__Task goal__: A faithful transcription of all the data is required.

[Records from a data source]
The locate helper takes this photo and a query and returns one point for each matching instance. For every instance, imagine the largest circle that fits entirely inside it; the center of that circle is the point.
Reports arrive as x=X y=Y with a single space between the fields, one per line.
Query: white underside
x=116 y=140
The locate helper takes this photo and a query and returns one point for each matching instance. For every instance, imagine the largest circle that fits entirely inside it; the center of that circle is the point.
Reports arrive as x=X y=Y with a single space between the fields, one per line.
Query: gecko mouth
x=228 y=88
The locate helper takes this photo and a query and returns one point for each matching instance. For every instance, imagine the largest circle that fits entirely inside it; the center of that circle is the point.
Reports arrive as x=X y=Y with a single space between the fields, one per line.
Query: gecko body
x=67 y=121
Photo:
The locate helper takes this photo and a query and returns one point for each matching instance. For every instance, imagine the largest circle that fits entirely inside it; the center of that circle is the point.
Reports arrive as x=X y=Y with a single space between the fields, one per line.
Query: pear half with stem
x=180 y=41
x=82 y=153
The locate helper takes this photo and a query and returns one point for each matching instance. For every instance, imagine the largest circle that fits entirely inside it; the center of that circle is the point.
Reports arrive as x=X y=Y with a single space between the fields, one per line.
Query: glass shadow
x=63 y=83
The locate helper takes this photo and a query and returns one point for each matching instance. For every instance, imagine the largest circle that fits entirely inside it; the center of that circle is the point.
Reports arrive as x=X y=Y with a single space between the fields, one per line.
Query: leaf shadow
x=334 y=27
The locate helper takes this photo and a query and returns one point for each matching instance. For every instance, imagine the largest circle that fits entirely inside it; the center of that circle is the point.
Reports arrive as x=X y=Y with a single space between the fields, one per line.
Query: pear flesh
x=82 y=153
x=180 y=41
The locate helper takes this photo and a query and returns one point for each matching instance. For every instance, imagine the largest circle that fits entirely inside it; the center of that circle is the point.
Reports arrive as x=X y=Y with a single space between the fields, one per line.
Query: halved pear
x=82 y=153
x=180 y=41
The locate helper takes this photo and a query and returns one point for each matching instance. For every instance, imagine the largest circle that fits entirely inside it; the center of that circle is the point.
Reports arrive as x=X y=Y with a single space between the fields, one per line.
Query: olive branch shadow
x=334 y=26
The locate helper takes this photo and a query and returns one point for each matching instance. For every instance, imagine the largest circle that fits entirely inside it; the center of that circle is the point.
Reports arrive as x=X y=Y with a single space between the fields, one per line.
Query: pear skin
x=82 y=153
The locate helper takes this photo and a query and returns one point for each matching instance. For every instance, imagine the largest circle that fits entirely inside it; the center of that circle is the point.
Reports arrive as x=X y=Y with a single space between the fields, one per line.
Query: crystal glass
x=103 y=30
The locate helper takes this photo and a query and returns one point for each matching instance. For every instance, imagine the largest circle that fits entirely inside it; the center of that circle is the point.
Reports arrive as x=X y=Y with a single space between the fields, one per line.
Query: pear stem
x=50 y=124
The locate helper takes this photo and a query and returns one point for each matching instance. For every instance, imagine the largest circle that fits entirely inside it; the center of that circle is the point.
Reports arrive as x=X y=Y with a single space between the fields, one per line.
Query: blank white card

__Task solution__:
The locate helper takes this photo and a query and returns one point for each matching instance. For every instance, imagine the largest circle that fits entirely inside it; the center of that circle is the point.
Reports arrive as x=X y=Y with a single space between the fields, one per line.
Query: white underside
x=116 y=140
The locate helper takes this photo and a query and returns one point for each matching instance. For every instance, imagine the largest circle that fits entirely inside it; the center of that circle is the point.
Reports arrive as x=X y=Y with a single space between the fields, one per line.
Query: gecko mouth
x=228 y=88
The locate helper takes this photo and a query and returns one point for each matching instance. For every instance, imagine the largest circle that fits entirely inside it; the center of that circle is the point.
Reports arrive as x=X y=Y with a single space between the fields, one per line.
Query: gecko body
x=67 y=121
Photo:
The locate helper takes this photo and a query and returns one point for each matching instance. For every instance, imagine the largest circle that fits entirely inside it; the center of that circle is the point.
Reports arrive as x=X y=Y with a single space between the fields, one per line.
Query: pear half with stem
x=180 y=41
x=82 y=153
The locate helper takes this photo and a query and returns one point for each matching instance. For every instance, imagine the largest circle that fits entirely inside it; the center of that circle is the point.
Reports arrive as x=X y=Y with a single space between the fields, one per line.
Query: glass shadow
x=63 y=83
The locate helper takes this photo and a query and returns one point for each matching instance. For every instance, imagine the largest circle that fits entirely inside it; the center of that circle is the point.
Reports arrive as x=X y=Y with a single space between the fields, one per line.
Query: leaf shadow
x=334 y=27
The locate helper takes this photo and a query and returns one point for each matching instance. For every instance, imagine the largest circle that fits entirely inside it; the center of that circle is the point.
Reports arrive as x=X y=Y with a single space between the fields, one per line.
Query: pear flesh
x=82 y=153
x=180 y=41
The locate helper takes this photo and a query and returns one point for each matching instance. For every instance, imagine the largest circle that fits entirely inside it; the center of that circle is the point.
Reports arrive as x=X y=Y with a single space between the fields, one per line.
Query: halved pear
x=82 y=153
x=180 y=41
The locate helper takes this photo and a query and returns one point for each matching instance. For every instance, imagine the largest circle that fits entirely inside it; the center of that circle is the point.
Reports arrive as x=X y=Y with a single space between the fields, one per line.
Query: olive branch shadow
x=334 y=26
The locate helper takes this photo and a query and returns one point for each matching instance. For every instance, imagine the largest circle that fits entirely inside it; the center of that circle is the point.
Reports arrive as x=X y=Y with a single space between the fields, one per line.
Query: pear skin
x=82 y=153
The locate helper takes this photo and a query and returns one point for each matching instance. For every instance, imagine the largest circle that fits entirely inside it; the center of that circle is the point.
Reports arrive as x=X y=Y with a single space between the fields, one per line.
Query: crystal glass
x=103 y=30
The locate helper takes this photo and a query and returns one point for each matching instance. For every instance, imagine the largest circle that fits entirely inside it; the center of that circle is the point.
Reports arrive as x=X y=Y with a single space between the fields, one per line.
Query: pear stem
x=50 y=124
The locate helper takes this photo and a query and returns one point for each matching instance. For every instance, imagine the largest circle that fits entirely inside it; the center of that circle is the point.
Reports arrive as x=X y=Y with a single space between the fields, one per line.
Query: blank white card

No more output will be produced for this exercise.